• Your assignment:
Transcribe each entry so that nothing differs from the original.

(Dataset entries)

= = = = = = =

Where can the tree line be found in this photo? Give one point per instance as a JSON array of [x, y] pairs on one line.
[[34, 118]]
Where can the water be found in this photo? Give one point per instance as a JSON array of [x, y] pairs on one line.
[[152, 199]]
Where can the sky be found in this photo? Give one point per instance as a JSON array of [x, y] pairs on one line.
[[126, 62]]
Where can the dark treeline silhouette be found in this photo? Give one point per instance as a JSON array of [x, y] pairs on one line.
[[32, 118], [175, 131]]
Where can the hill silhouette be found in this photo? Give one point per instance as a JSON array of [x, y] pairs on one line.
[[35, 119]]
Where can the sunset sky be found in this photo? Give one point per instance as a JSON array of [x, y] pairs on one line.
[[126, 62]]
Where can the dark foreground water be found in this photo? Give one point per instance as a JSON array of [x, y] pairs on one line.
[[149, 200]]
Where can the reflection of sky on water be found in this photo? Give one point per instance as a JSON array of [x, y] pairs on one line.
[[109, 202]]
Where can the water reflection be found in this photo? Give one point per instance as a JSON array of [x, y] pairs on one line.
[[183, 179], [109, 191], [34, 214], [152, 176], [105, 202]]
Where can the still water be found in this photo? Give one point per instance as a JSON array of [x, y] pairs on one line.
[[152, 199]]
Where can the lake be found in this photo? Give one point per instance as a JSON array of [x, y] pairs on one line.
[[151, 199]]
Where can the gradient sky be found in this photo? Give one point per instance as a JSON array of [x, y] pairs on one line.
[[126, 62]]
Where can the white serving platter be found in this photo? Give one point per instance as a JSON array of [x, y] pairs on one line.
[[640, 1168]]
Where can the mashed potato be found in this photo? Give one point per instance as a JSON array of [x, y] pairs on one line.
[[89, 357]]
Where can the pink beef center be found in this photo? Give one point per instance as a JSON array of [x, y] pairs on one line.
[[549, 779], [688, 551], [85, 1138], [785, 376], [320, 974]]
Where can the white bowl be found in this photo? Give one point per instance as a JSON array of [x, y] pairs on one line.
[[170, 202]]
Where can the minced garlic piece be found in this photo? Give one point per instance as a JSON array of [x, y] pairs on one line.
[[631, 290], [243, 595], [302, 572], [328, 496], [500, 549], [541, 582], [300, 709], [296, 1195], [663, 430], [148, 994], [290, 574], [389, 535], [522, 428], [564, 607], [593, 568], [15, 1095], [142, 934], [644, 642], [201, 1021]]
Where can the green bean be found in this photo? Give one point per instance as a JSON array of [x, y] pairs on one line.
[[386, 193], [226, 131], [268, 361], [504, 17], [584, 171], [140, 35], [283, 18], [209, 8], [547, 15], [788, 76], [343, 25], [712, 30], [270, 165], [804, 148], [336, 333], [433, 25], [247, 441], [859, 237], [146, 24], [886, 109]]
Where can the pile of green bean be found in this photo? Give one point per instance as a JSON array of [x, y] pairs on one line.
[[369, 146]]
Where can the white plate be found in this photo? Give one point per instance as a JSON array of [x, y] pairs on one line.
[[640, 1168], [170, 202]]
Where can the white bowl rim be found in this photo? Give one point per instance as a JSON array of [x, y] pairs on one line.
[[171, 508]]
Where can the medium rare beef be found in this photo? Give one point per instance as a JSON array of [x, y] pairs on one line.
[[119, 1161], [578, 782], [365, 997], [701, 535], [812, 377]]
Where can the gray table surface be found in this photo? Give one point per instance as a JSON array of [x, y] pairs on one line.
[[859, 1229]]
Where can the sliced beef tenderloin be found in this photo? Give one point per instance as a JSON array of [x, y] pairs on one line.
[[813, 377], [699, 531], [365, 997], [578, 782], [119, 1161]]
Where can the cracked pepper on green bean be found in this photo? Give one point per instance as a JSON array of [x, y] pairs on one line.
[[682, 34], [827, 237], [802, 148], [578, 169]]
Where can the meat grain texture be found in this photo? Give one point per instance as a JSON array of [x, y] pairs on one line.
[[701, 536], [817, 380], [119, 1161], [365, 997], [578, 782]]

= = = = = = =

• Problem solution:
Where can the tree line be found in this photo? Give one point per instance as a JSON array of [x, y] pairs on one line.
[[34, 118]]
Where can the water be found in this photo? Give one point per instance as a JSON array of [x, y] pairs on one line.
[[152, 199]]
Where can the sky be found in this photo? Give one point per instance as a JSON array of [x, y] pairs on one line.
[[126, 62]]
Where can the dark treeline silhouette be found in this photo? Give one point per instance as a JSON array of [x, y] pairs on one line.
[[32, 118], [175, 131]]
Where can the hill silhouette be found in this photo? Give one point per instance as a JSON array of [x, y] pairs on one line.
[[35, 119]]
Where can the sunset sky be found in this photo? Give one point per instance as a JSON array of [x, y] pairs on one line.
[[126, 62]]
Where can the dark foreground water be found in this photo? Give one point per instance as a JSON array of [x, y] pairs on one line.
[[149, 200]]
Where can the reflection of sky on water be found in this photo? Give one point per instance as a JSON array of [x, y] pairs on one line.
[[109, 202]]
Where can the water reflection be found in this photo? Give one point per instance as a JSON array of [x, y] pairs on one line.
[[183, 179], [109, 191], [34, 214], [152, 176], [105, 202]]
Where can the still water be found in this photo? Give one point per instance as a JSON array of [x, y] pairs on one line.
[[152, 199]]
Where can the lake be found in this photo? Give one point per instance as a JSON array of [x, y] pairs on one line.
[[151, 199]]
Where can the gradient sky be found in this photo? Give one point per instance as a JSON array of [x, y] pairs on one line.
[[126, 62]]
Where can the white serving platter be found in this photo? Give one point per instance as a JSON array of [x, y] pairs on one line.
[[640, 1168]]
Where can the mashed potato be found in this photo? Give one point per instance as a JSON array of [x, y] pairs on one line.
[[89, 357]]
Where can the pink beef center be found in this photo? Give one point per instance as a JSON array of [x, y] pairs on one line.
[[549, 779], [688, 551], [85, 1138], [785, 376], [320, 974]]
Where can the white bowl be found in this photo? Give one point per instance as a JSON array of [x, y] pairs on one line.
[[170, 202]]
Where can the minced garlic piece be found in this photo? Give one point per instance as a JSON array of [x, y] pairs on one line.
[[631, 290], [243, 595], [302, 572], [328, 496], [500, 549], [541, 582], [300, 709], [296, 1195], [663, 430], [148, 994], [290, 574], [389, 535], [522, 428], [564, 607], [593, 568], [15, 1095], [142, 934], [644, 642], [201, 1021]]
Where can the green bean be found in this photo? Give one point per instance as a JSON array of [x, y] pairs on one line.
[[386, 193], [226, 131], [268, 361], [504, 17], [584, 171], [140, 35], [283, 18], [209, 8], [547, 15], [788, 76], [343, 25], [712, 30], [270, 165], [804, 148], [336, 333], [433, 25], [247, 441], [859, 237], [146, 24], [886, 109]]
Where can the pile of green bean be found in this photo? Give one point per instance as a JSON array of [x, y] pairs on one line.
[[369, 146]]
Where can the white plate be found in this photo? Give one point per instance as a JSON array of [x, y] pairs on one line.
[[640, 1168], [170, 202]]
Where can the white bowl rim be found in this photo? Give one point per instance as a JSON array of [x, y] pairs on one line.
[[171, 508]]
Where can the medium rare beef be found in this photo? Give one point per instance as a JSON array of [x, y] pairs on one line.
[[119, 1161], [578, 782], [365, 997], [701, 535], [812, 377]]
Where can the gray table surface be found in this photo? Give one point per instance as a JSON array of [x, y] pairs on one line.
[[859, 1229]]
Where can the sliced beef tenderloin be found in this photo? Give one point per instance as a JSON array of [x, y] pairs on one line.
[[813, 377], [699, 531], [365, 997], [578, 782], [119, 1161]]
Where can the cracked pepper on green bean be found in this photo? Give one point per instance as a JSON array of [x, y] pairs on one line.
[[682, 34], [827, 237], [802, 148], [578, 169]]
Where can the meat grain texture be found in this photo? Give one point per instance as a JSON array of [x, y] pairs on one line.
[[701, 536], [817, 380], [119, 1161], [365, 997], [578, 782]]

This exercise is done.